### EXTRAIT À LIRE ###

Néanmoins il est indéniable que l’écran est « un opérateur de métamorphose pour l’écrit. […] Un support sur lequel les propriétés techniques de la matière peuvent être une mise en forme et une déformation des textes 169  ». Mais cette déformation, excepté son caractère informatisé, n’est pas née avec internet ou l’informatique. Dans l’absolu, les calligrammes déforment le texte et le font devenir un objet contraint par sa surface de lecture ; l’écriture est celle de la mise en scène de l’espace du poème. Voici un exemple issu de La cravate et la montre 170 d’Apollinaire :

L’ordre de lecture choisi est une interprétation du poème parmi d’autres. L’intérêt de cette comparaison entre l’écrit d’écran et le calligramme réside dans le mode opératoire de la lecture de l’écrit. Dans les deux cas, l’écrit nous arrive dans un désordre sémiotique que ce soit à travers la page d’accueil d’un site ou celle d’un calligramme. Le foisonnement de signes, lettres ou icônes, est le premier élément sémiotique de ces écrits. Le second moment est celui de la mise en ordre, du choix du parcours de lecture (cliquer sur un lien hypertextuel ou commencer le poème par un côté plutôt qu’un autre) ; l’acte d’interprétation vient d’une double restriction : celui du sens induit par l’itinéraire de lecture et celui de l’espace de lecture réduit par la frontière de l’écran pour l’un et des formes de l’objet (la cravate) pour l’autre.

### MATÉRIEL DE L'EXERCICE ###

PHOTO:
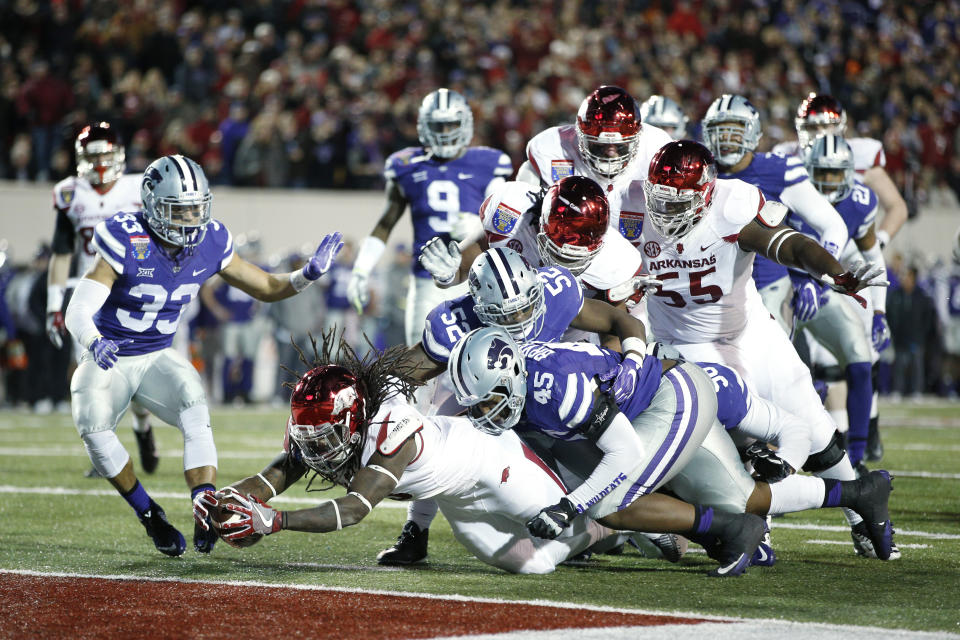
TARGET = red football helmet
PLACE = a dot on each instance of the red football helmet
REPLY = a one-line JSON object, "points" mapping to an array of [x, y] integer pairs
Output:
{"points": [[679, 187], [101, 159], [573, 220], [608, 130], [327, 413], [819, 114]]}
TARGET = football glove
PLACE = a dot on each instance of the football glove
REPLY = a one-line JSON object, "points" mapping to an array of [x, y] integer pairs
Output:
{"points": [[442, 261], [551, 521], [358, 290], [323, 258], [56, 329], [202, 503], [105, 351], [881, 332], [256, 517], [767, 465]]}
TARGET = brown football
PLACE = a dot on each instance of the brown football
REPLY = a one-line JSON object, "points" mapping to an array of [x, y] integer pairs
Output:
{"points": [[221, 516]]}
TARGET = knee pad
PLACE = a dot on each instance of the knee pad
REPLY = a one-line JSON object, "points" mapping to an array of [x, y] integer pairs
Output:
{"points": [[198, 447], [831, 455], [106, 453]]}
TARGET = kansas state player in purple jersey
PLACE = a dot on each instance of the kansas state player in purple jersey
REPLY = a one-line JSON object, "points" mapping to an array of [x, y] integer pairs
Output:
{"points": [[731, 130], [661, 433], [444, 182], [530, 303], [150, 264]]}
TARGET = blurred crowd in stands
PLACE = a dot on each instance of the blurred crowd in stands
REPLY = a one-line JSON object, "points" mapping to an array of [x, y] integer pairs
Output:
{"points": [[317, 93]]}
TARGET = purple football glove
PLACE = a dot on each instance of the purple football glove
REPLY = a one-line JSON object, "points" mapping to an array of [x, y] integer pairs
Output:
{"points": [[807, 300], [105, 351], [881, 332], [321, 261]]}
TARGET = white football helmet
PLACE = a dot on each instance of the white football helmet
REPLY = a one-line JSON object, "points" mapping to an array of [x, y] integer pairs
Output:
{"points": [[445, 123], [489, 379], [507, 292], [829, 161], [731, 129], [176, 200]]}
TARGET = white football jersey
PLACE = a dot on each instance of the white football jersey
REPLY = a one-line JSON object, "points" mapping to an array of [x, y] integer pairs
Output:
{"points": [[509, 221], [554, 154], [706, 276], [86, 208], [867, 152]]}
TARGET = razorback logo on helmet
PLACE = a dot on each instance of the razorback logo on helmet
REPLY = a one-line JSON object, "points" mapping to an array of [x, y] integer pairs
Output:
{"points": [[504, 218], [631, 225], [560, 169]]}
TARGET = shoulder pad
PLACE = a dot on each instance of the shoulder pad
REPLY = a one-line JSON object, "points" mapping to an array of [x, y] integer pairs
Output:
{"points": [[394, 433], [772, 213]]}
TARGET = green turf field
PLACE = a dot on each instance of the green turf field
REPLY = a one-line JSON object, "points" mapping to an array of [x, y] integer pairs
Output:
{"points": [[52, 519]]}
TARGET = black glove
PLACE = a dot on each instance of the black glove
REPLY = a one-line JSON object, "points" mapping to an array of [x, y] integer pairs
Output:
{"points": [[551, 521], [767, 465]]}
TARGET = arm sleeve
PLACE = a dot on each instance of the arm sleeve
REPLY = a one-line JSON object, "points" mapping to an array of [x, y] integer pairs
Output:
{"points": [[87, 299], [64, 235], [621, 450], [808, 203]]}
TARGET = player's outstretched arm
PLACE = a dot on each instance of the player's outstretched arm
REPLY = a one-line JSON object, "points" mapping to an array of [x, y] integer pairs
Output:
{"points": [[270, 287]]}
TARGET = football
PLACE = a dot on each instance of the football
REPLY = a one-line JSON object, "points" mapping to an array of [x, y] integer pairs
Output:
{"points": [[220, 516]]}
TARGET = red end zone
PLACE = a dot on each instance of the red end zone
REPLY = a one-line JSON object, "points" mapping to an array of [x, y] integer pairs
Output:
{"points": [[59, 607]]}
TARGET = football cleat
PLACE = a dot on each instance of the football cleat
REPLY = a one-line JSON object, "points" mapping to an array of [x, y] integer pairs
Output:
{"points": [[203, 541], [410, 548], [148, 450], [735, 547], [165, 536], [872, 506]]}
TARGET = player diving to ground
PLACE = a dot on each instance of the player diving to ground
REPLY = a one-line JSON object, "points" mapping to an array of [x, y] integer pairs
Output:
{"points": [[125, 311]]}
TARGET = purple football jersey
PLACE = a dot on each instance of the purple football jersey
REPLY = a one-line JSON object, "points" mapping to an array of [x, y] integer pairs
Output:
{"points": [[152, 288]]}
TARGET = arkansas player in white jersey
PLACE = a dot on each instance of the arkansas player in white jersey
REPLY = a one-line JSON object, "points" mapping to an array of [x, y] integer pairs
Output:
{"points": [[98, 192], [350, 424], [700, 243], [608, 144], [822, 113]]}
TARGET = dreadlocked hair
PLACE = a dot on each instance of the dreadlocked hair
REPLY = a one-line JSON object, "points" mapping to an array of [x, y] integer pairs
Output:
{"points": [[381, 375]]}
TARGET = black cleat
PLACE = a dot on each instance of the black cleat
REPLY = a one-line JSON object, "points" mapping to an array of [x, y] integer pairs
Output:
{"points": [[872, 506], [411, 547], [203, 541], [165, 536], [148, 450], [736, 545]]}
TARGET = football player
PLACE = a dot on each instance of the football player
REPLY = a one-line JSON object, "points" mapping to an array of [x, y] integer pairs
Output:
{"points": [[821, 113], [443, 183], [98, 191], [351, 425], [609, 144], [665, 113], [150, 264], [660, 432], [833, 321], [731, 130], [700, 243]]}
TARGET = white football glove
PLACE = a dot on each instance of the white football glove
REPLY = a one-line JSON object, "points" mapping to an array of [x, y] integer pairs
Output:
{"points": [[358, 290], [442, 261]]}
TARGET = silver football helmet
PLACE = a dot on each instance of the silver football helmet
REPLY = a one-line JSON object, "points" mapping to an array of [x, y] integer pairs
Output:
{"points": [[731, 129], [829, 161], [664, 112], [489, 379], [445, 123], [507, 292], [176, 200]]}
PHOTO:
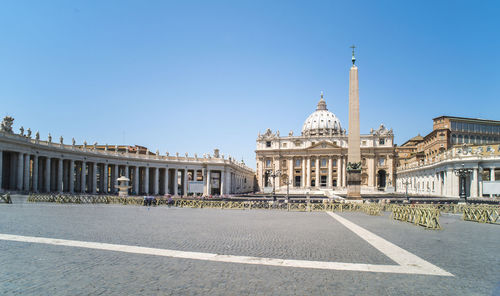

###

- **TRAVAIL À FAIRE**
- A) Résumez en deux phrases l'extrait sur l'écran et le calligramme.
- B) Relevez et recopiez toutes les lignes des entrées qui contiennent le mot « brown », en respectant la casse.
Le texte et les entrées forment deux ensembles distincts.

- **CORRIGÉ**
- A) L'écran met en forme et déforme l'écrit, mais cette déformation existait avant l'informatique, par exemple dans les calligrammes, où le texte est contraint par sa surface de lecture. Dans les deux cas, la lecture part d'un foisonnement désordonné de signes puis passe par le choix d'un parcours, et l'interprétation est restreinte à la fois par cet itinéraire et par les limites de l'espace de lecture.

- B)
TARGET = brown football
PLACE = a dot on each instance of the brown football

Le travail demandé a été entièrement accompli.